§ The request
Please set down, with no changes, the part of the records below that opens with the line containing "of the brick" and closes with the line containing "[[1121, 109], [100, 497], [303, 76]]", including both of those lines.

§ Records for this task
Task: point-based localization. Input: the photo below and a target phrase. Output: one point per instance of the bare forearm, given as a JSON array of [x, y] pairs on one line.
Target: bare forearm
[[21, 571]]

...

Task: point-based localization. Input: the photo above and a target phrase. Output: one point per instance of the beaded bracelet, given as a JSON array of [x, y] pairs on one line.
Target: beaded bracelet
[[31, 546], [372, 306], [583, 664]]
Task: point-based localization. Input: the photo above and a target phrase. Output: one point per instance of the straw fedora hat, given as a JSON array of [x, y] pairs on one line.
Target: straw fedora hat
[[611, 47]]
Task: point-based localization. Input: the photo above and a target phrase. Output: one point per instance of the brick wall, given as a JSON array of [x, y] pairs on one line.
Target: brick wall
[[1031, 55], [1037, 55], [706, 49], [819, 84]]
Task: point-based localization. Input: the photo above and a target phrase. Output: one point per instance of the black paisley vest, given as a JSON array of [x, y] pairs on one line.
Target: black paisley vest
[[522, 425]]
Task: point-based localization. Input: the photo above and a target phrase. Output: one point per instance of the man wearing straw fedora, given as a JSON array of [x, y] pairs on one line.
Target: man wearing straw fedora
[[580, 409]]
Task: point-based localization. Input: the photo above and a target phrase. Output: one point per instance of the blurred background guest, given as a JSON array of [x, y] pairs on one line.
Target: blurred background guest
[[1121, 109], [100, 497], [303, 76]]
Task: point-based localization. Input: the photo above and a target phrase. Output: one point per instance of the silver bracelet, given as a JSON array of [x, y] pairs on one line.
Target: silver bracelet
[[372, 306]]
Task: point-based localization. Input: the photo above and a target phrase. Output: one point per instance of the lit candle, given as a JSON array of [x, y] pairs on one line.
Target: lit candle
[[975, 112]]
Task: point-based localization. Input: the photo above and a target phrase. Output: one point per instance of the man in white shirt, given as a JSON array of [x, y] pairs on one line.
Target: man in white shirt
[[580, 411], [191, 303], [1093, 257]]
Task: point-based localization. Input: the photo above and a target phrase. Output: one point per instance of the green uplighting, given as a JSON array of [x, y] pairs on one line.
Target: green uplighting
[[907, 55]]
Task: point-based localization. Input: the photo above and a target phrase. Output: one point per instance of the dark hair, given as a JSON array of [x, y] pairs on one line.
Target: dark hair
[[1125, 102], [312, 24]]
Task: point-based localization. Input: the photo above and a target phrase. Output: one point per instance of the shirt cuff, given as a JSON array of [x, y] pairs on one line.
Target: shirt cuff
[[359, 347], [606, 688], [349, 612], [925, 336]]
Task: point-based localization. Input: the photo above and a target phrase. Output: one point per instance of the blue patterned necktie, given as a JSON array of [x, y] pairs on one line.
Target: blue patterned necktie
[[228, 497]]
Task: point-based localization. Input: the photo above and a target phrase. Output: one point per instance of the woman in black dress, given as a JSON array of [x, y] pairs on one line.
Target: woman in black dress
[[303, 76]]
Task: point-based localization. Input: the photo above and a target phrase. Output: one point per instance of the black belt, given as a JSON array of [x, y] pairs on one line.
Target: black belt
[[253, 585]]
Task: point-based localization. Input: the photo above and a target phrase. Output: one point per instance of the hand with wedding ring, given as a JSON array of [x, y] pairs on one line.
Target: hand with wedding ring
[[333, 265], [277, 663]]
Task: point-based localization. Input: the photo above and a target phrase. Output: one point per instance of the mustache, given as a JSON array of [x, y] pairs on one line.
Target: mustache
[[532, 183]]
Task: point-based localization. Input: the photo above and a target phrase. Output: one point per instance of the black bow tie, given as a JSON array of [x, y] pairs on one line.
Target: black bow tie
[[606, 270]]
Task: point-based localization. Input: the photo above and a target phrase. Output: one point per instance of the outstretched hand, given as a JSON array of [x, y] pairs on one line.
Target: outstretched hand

§ Task response
Task: point-based localization. Input: the photo above and a target phrase. Output: one point per instance of the brick wall, given as a JSON array of [x, y] pairs on one line.
Target: brick wall
[[1031, 55], [1037, 55], [706, 49], [819, 84]]
Task: point-based localization. Input: the photo above and a target phrase. Output: one point per instance of the black paisley vest, given as a JSON array of [x, y] pairs on one line.
Target: black paisley vest
[[522, 425]]
Task: point-based localization. Input: the photo above and a target phrase. Output: one point per instance of the man wearing straw fedora, given as a JSON array of [x, y] pairs on one line.
Target: man wearing straw fedora
[[580, 409]]
Task: point-based localization. Input: the photo above and a target phrase. Output: one point per instance of the blurred background guest, given as a JSON array of [x, y] pairs on one line.
Target: blurred background guest
[[1121, 109], [100, 497], [303, 76]]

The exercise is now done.